HBase has two run modes: Section 2.2.1, “Standalone HBase” and Section 2.2.2, “Distributed”. Out of the box, HBase runs in standalone mode. Whatever your mode,
you will need to configure HBase by editing files in the HBase conf
directory. At a minimum, you must edit conf/hbase-env.sh
to tell HBase which
java to use. In this file you set HBase environment variables such as the
heapsize and other options for the JVM, the preferred location for
log files, etc. Set JAVA_HOME
to point at the root of your
java install.
This is the default mode. Standalone mode is what is described in the Section 1.2, “Quick Start” section. In standalone mode, HBase does not use HDFS -- it uses the local filesystem instead -- and it runs all HBase daemons and a local ZooKeeper all up in the same JVM. Zookeeper binds to a well known port so clients may talk to HBase.
Distributed mode can be subdivided into distributed but all daemons run on a single node -- a.k.a pseudo-distributed-- and fully-distributed where the daemons are spread across all nodes in the cluster [10].

^^^^^^^^^^^^^^^^

▶ Objectives:
1 - Copy out the passage on HBase run modes word for word, starting at "This is the" and ending at "talk to HBase.".
2 - Carry on writing the passage on HBase run modes, picking up right after its final sentence.

^^^^^^^^^^^^^^^^

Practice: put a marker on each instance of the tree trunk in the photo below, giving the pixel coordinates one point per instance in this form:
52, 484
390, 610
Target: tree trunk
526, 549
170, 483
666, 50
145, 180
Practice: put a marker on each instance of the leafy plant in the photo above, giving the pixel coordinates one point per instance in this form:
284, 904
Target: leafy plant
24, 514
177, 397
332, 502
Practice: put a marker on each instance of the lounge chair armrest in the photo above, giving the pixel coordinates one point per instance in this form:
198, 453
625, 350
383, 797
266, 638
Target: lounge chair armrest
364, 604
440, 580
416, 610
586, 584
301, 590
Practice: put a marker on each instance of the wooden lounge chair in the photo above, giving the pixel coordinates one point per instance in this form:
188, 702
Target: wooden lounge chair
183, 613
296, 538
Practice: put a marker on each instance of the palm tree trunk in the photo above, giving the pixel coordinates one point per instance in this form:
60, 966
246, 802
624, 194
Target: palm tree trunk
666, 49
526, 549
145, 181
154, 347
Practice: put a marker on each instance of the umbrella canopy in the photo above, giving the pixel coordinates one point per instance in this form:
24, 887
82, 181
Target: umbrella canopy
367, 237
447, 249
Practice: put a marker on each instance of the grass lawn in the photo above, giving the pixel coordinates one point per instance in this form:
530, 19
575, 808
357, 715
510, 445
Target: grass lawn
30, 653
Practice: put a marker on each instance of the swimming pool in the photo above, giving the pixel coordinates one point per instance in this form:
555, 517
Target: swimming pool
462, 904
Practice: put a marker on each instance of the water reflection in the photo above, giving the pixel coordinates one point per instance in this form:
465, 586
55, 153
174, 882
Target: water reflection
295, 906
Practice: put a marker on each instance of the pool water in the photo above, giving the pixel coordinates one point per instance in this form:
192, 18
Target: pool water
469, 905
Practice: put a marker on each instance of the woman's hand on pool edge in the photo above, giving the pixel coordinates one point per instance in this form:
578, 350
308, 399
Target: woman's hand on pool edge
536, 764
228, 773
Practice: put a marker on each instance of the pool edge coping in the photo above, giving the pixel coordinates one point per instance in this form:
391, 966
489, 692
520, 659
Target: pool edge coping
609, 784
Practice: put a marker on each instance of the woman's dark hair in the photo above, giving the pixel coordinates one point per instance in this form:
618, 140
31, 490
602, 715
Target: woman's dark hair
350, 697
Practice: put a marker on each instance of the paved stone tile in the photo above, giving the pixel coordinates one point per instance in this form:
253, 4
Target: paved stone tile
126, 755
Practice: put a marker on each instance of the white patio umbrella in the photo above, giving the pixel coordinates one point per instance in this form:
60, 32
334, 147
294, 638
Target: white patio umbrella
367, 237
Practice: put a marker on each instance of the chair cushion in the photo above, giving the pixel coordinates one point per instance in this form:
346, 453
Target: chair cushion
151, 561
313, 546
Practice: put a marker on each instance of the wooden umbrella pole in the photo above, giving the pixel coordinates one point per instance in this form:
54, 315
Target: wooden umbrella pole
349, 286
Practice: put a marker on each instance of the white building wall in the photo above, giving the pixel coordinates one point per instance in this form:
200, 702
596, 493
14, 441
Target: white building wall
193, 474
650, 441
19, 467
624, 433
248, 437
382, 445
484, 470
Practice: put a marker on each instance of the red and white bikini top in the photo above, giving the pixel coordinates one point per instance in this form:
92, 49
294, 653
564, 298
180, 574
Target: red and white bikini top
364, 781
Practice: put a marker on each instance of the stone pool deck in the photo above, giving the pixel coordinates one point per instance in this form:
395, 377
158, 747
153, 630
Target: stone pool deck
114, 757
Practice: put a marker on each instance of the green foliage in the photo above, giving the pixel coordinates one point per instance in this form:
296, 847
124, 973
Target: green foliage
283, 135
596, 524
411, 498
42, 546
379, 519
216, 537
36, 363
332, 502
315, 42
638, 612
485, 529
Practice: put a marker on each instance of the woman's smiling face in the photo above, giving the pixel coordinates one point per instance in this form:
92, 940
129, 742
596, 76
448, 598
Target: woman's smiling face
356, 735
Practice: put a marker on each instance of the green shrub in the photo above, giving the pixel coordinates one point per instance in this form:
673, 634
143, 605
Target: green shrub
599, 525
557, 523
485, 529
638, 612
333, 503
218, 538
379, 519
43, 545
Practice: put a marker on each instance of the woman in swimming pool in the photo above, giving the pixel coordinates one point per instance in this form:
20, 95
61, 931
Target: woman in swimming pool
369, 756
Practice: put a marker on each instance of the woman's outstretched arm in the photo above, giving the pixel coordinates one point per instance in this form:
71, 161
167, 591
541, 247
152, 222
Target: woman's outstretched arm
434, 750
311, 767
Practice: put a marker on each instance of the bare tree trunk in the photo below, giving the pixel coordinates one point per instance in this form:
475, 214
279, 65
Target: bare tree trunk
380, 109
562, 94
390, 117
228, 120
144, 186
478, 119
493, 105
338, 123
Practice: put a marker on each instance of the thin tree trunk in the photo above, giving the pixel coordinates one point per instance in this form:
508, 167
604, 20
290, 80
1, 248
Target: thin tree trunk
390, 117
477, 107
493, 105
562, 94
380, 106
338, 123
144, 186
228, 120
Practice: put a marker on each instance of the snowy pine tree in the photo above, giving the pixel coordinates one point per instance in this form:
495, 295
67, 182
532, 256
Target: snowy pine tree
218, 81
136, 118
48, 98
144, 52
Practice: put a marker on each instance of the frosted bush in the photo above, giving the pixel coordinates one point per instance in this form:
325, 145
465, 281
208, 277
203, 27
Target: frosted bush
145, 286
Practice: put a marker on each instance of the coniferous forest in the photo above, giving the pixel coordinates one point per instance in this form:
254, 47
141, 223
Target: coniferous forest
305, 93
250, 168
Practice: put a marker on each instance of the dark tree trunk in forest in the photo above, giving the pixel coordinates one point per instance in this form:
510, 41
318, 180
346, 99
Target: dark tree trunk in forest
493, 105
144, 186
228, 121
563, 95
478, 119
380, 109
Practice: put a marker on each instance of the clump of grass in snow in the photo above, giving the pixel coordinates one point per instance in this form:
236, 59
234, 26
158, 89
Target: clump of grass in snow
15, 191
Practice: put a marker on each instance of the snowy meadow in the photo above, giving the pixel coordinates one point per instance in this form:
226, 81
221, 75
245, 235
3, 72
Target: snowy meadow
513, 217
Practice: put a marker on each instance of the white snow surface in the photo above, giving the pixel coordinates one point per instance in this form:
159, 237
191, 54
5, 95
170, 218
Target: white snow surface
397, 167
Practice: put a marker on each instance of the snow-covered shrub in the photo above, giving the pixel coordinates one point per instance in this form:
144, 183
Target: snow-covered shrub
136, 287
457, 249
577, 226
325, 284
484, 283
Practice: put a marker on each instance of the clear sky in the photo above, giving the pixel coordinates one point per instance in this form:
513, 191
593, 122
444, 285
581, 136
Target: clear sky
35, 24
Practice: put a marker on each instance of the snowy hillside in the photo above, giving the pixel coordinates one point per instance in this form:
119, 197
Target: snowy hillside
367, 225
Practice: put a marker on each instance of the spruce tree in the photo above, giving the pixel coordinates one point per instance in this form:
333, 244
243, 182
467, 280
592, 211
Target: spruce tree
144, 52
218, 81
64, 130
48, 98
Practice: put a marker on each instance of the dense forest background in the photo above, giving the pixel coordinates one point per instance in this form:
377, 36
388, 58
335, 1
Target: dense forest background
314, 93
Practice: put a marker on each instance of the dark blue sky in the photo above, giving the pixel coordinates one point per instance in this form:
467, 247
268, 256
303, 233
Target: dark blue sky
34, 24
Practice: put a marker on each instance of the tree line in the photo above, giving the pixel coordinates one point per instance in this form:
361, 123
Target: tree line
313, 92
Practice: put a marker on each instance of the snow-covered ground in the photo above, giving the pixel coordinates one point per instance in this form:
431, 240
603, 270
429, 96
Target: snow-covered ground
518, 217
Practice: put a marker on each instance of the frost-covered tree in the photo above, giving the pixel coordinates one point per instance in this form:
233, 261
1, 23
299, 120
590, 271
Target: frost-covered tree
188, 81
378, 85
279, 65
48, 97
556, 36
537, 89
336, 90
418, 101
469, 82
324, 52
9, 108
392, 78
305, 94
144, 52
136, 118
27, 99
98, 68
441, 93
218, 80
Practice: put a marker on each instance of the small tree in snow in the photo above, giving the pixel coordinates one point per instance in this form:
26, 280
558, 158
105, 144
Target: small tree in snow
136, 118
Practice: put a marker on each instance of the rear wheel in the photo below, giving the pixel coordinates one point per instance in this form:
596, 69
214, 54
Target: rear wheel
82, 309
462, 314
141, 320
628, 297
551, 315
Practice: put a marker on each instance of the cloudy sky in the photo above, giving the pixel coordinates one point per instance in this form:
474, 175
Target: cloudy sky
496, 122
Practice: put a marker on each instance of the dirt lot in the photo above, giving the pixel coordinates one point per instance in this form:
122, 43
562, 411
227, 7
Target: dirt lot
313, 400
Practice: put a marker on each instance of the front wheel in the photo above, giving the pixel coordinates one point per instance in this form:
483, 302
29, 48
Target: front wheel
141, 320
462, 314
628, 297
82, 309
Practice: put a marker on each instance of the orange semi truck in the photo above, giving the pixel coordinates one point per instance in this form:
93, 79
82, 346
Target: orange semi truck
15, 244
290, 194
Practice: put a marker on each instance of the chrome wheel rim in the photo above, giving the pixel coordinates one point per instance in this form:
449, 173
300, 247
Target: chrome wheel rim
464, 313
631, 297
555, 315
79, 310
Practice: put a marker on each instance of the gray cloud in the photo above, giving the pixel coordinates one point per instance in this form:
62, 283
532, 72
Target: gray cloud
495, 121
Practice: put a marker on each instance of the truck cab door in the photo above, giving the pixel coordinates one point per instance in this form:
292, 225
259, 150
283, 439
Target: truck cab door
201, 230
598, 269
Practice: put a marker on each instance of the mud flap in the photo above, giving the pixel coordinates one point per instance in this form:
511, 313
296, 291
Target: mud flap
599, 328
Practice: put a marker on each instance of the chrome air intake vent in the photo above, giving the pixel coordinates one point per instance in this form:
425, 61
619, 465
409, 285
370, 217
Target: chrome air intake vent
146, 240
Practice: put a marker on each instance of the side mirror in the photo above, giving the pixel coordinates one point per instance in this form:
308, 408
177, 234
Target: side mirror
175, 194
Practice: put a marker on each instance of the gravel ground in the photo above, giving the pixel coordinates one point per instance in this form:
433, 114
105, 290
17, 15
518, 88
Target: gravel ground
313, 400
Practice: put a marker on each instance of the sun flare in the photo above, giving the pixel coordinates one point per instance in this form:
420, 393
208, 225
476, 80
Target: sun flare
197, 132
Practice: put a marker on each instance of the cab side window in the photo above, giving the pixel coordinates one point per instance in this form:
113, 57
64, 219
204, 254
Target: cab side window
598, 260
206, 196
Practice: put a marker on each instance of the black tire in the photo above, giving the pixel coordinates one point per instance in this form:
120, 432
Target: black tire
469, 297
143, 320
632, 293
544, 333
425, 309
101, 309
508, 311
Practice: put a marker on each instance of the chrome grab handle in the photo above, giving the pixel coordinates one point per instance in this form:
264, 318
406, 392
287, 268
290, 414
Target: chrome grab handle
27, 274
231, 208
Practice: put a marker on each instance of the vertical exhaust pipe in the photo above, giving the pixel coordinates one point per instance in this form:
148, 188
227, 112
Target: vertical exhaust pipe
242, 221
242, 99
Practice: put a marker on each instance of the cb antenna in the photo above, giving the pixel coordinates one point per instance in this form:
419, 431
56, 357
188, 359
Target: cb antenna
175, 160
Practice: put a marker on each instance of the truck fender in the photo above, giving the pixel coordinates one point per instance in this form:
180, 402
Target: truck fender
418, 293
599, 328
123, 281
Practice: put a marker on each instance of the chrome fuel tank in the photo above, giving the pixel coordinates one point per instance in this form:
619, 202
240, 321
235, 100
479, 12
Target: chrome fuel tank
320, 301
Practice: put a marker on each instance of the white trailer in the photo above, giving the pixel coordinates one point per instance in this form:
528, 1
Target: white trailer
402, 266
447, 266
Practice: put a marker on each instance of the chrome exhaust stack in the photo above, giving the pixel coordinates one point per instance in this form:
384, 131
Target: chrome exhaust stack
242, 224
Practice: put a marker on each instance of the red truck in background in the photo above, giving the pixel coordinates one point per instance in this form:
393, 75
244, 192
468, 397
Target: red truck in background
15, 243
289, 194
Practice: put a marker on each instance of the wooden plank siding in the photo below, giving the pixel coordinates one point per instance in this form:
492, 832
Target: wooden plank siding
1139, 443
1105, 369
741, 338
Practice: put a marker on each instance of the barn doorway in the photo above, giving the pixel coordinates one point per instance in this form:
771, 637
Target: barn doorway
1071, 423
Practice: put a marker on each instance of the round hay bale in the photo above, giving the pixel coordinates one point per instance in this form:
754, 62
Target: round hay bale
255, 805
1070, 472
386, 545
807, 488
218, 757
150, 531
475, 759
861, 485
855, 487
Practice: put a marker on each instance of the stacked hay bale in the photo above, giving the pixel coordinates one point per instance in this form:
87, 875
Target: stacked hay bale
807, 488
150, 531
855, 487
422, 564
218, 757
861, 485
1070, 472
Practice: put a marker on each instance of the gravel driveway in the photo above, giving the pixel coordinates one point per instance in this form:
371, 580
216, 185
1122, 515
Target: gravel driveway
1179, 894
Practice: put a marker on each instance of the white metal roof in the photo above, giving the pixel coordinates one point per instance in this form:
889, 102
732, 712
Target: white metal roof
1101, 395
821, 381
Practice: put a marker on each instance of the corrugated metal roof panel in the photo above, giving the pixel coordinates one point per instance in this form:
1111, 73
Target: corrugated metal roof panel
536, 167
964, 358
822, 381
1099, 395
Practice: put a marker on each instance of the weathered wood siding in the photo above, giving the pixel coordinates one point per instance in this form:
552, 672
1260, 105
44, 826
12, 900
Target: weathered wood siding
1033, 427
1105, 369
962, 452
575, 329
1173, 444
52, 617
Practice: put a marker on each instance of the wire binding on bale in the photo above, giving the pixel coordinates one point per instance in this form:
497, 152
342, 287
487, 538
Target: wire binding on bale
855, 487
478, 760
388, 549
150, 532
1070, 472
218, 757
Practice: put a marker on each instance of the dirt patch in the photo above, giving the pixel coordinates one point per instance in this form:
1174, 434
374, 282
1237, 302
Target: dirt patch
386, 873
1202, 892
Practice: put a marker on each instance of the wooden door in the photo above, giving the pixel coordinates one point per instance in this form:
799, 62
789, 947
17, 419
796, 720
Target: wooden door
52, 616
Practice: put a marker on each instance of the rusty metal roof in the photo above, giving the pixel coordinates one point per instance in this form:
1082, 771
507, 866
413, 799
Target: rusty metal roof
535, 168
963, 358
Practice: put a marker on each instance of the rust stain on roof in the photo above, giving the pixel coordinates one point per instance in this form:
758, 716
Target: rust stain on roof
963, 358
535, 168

^^^^^^^^^^^^^^^^

▶ Results of the tasks:
1 -
This is the default mode. Standalone mode is what is described in the Section 1.2, “Quick Start” section. In standalone mode, HBase does not use HDFS -- it uses the local filesystem instead -- and it runs all HBase daemons and a local ZooKeeper all up in the same JVM. Zookeeper binds to a well known port so clients may talk to HBase.

2 -
Pseudo-distributed mode can run against the local filesystem or it can run against an instance of the Hadoop Distributed File System (HDFS). Fully-distributed mode can ONLY run on HDFS. See the Hadoop requirements and instructions for how to set up HDFS.
Below we describe the different distributed setups. Starting, verification and exploration of your install, whether a pseudo-distributed or fully-distributed configuration is described in a section that follows, Section 2.2.3, “Running and Confirming Your Installation”. The same verification script applies to both deploy types.
A pseudo-distributed mode is simply a fully-distributed mode run on a single host. Use this configuration testing and prototyping on HBase. Do not use this configuration for production nor for evaluating HBase performance.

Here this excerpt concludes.